EXERCISE DETAILS:
Each line of the data below holding the word "metalwork" must be copied.

LISTED ENTRIES:

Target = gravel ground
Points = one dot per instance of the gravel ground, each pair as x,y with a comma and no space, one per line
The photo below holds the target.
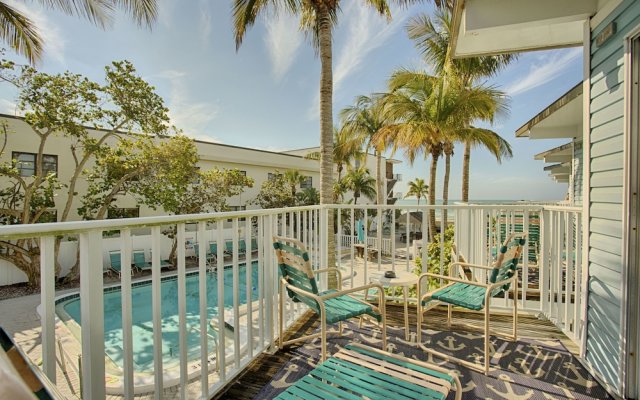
22,289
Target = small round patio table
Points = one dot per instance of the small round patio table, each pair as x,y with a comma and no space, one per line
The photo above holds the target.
403,279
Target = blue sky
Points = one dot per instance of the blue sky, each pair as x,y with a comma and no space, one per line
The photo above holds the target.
266,94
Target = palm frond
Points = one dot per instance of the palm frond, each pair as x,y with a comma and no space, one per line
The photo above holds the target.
245,13
98,12
144,12
20,33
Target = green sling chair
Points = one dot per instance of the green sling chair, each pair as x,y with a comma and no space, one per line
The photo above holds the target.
299,282
473,295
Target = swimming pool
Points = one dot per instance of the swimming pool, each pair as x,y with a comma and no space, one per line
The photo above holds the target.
142,322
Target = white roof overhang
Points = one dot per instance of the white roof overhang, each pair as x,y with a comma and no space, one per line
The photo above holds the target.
560,154
561,119
482,27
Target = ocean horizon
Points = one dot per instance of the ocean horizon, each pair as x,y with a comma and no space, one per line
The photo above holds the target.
413,202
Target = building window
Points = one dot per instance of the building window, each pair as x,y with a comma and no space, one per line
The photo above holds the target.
48,216
26,163
117,213
237,208
307,183
196,174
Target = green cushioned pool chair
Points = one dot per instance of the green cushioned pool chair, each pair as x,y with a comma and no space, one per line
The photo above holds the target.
359,372
20,378
333,306
462,290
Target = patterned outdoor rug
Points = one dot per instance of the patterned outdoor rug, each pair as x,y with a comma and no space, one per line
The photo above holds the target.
527,369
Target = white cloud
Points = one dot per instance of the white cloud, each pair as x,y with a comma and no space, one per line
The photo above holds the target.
366,31
548,66
192,117
283,41
54,42
205,22
8,107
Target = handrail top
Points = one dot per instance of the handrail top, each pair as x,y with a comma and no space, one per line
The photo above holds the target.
21,231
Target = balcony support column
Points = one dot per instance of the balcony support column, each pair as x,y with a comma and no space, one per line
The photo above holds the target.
92,315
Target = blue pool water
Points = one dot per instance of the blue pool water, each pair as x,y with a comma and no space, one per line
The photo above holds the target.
142,317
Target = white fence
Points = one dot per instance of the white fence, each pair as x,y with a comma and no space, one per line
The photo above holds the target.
553,278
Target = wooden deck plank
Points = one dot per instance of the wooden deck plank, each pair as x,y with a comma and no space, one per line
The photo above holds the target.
261,371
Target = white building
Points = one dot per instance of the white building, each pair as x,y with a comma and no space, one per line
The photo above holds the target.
22,145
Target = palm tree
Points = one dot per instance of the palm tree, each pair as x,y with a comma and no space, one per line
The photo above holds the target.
317,19
345,150
363,121
433,39
21,34
417,188
360,182
430,111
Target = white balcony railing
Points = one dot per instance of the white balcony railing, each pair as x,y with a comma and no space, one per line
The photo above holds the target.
553,279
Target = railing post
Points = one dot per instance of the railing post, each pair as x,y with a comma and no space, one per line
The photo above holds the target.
92,315
182,310
156,311
47,295
127,330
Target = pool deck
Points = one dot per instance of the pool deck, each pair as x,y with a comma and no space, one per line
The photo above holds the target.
22,321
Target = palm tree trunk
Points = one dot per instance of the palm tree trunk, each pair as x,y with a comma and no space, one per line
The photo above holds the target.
432,195
448,151
465,171
380,192
326,131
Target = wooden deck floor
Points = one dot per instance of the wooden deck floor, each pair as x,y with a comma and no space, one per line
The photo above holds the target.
259,373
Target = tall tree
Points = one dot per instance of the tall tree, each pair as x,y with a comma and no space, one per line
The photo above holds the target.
317,18
20,33
294,178
64,105
429,112
363,121
346,149
418,189
432,37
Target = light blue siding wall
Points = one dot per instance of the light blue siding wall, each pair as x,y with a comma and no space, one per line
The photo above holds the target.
604,342
577,173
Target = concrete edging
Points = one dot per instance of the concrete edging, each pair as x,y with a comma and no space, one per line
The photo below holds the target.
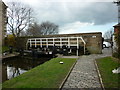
65,79
99,75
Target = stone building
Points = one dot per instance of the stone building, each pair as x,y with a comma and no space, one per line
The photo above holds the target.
3,21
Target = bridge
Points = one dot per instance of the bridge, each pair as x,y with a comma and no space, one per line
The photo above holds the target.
77,44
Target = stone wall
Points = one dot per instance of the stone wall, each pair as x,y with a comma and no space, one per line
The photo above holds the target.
3,21
93,40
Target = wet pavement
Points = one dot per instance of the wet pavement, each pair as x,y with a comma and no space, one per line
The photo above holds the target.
84,73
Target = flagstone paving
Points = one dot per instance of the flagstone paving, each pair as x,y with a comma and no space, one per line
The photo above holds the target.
84,73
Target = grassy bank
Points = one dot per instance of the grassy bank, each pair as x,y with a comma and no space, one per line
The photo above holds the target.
47,75
106,65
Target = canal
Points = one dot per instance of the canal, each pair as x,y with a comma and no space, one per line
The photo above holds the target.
13,67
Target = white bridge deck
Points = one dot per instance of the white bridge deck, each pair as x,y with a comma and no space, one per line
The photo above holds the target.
57,41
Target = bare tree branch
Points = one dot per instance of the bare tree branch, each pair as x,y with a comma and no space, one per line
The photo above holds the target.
18,17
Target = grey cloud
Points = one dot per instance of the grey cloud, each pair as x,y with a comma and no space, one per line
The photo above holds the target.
62,13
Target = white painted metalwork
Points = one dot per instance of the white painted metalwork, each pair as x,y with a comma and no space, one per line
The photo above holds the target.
57,41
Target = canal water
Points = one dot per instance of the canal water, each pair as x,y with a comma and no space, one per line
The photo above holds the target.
13,67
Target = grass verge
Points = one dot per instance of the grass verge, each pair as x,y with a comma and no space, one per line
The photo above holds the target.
47,75
106,65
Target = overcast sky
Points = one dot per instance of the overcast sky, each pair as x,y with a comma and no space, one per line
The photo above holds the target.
75,16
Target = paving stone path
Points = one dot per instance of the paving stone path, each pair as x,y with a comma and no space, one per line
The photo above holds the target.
84,74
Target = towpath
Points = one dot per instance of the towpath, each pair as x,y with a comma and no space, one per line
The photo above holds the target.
84,73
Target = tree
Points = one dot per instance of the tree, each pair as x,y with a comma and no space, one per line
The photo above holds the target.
45,28
34,30
18,18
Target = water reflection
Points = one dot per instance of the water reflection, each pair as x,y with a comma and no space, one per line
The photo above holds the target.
15,66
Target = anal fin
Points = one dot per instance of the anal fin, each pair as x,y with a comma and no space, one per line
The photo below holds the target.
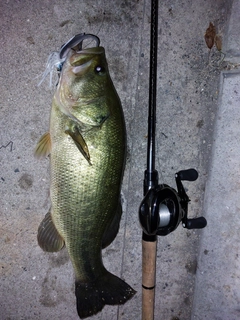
48,237
112,229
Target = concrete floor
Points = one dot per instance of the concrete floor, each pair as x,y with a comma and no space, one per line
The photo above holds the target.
38,285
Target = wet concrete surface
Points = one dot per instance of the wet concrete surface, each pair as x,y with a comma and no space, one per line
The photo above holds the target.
38,285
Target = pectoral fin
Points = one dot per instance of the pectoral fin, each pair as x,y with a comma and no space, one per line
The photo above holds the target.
48,237
43,147
79,141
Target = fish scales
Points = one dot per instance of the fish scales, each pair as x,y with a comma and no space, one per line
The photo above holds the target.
87,141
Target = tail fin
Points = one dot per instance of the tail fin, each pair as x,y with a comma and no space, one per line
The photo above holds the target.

ANSWER SPACE:
Target = white painted metalwork
Points = one dot per instance of the white painted metalwork, each pair as x,y with a comma and no space, one per line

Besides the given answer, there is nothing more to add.